___ INFORMATION SUPPLIED ___
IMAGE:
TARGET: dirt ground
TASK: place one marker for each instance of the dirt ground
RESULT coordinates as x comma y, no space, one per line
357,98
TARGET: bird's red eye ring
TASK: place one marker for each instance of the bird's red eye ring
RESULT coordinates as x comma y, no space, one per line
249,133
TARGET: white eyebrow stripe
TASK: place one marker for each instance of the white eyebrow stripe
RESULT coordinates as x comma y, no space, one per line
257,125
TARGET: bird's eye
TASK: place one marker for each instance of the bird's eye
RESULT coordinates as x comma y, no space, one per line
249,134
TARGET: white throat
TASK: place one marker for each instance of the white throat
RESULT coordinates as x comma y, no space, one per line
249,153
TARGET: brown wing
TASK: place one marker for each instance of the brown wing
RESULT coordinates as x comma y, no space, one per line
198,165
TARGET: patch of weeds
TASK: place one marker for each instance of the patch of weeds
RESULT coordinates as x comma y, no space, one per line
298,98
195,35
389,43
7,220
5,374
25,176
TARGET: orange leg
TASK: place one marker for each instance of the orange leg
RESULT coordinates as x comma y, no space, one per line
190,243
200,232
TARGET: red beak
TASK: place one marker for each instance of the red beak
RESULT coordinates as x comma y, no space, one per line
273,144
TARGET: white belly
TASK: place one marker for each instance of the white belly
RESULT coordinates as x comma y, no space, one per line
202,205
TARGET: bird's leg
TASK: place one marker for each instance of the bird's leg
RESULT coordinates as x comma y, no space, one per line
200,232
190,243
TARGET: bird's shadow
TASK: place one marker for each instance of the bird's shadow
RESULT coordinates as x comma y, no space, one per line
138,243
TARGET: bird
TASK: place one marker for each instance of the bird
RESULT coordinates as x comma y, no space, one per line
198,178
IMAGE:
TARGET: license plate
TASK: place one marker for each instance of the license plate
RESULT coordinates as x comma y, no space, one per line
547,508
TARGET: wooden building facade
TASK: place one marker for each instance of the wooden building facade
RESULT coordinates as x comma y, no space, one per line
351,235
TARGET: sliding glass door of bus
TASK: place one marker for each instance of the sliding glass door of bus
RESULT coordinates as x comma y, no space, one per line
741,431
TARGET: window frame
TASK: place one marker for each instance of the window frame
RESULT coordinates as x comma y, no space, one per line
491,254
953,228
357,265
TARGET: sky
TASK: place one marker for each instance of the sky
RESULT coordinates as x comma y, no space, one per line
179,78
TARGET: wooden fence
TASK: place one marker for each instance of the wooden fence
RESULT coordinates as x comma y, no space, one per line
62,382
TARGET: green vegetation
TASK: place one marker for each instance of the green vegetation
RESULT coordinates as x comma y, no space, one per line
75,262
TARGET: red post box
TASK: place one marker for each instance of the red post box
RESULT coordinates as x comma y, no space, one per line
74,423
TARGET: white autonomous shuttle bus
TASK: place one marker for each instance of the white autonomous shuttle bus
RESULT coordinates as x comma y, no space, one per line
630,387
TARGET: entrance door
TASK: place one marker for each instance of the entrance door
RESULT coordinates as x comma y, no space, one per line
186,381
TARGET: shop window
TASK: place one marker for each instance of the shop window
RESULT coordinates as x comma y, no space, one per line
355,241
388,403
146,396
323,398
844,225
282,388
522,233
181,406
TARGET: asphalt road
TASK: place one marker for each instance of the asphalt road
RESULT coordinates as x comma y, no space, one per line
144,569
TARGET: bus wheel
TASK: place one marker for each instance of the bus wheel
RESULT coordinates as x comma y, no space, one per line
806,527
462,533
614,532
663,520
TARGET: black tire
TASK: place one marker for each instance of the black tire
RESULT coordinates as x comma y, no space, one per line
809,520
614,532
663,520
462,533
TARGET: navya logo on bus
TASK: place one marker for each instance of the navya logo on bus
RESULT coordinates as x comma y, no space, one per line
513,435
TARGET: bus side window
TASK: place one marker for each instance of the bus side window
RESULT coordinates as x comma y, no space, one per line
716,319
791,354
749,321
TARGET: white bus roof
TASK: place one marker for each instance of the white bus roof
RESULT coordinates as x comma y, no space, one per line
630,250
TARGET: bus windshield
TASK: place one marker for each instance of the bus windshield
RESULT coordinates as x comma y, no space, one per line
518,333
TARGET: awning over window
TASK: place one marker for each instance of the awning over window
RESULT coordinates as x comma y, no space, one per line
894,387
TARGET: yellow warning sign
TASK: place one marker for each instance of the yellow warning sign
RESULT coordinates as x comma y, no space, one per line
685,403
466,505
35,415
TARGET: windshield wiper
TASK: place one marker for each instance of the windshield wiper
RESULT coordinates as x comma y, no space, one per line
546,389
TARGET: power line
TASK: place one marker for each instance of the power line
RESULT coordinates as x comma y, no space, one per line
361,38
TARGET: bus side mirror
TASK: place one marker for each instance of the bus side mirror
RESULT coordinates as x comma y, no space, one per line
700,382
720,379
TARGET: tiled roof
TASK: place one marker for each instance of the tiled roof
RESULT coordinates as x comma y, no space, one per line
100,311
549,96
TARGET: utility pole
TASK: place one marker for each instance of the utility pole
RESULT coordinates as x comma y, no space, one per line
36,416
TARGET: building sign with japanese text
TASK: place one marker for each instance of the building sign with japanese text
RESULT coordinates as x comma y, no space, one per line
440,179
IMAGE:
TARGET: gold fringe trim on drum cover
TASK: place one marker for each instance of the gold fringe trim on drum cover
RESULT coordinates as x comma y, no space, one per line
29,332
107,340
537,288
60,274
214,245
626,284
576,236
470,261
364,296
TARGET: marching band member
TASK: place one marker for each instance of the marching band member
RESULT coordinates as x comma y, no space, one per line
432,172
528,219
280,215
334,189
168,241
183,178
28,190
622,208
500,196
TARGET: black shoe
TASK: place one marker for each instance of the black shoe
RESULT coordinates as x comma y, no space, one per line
___
**PROMPT:**
Only the lines from the start of the data to the line holding "TARGET: white throat" are wanted; return them exactly, both ends included.

**EXERCISE SOLUTION:**
IMAGE:
TARGET: dirt ground
TASK: place one marker for each instance of the dirt ground
RESULT coordinates as x comma y, no space, one per line
357,98
TARGET: bird's red eye ring
TASK: place one marker for each instance of the bird's red eye ring
RESULT coordinates as x comma y, no space, one per line
249,133
TARGET: white eyebrow stripe
TASK: place one marker for each instance of the white eyebrow stripe
RESULT coordinates as x comma y, no space, one per line
257,125
TARGET: bird's eye
TASK: place one marker for each instance of the bird's eye
RESULT coordinates as x comma y, no space, one per line
249,134
TARGET: white throat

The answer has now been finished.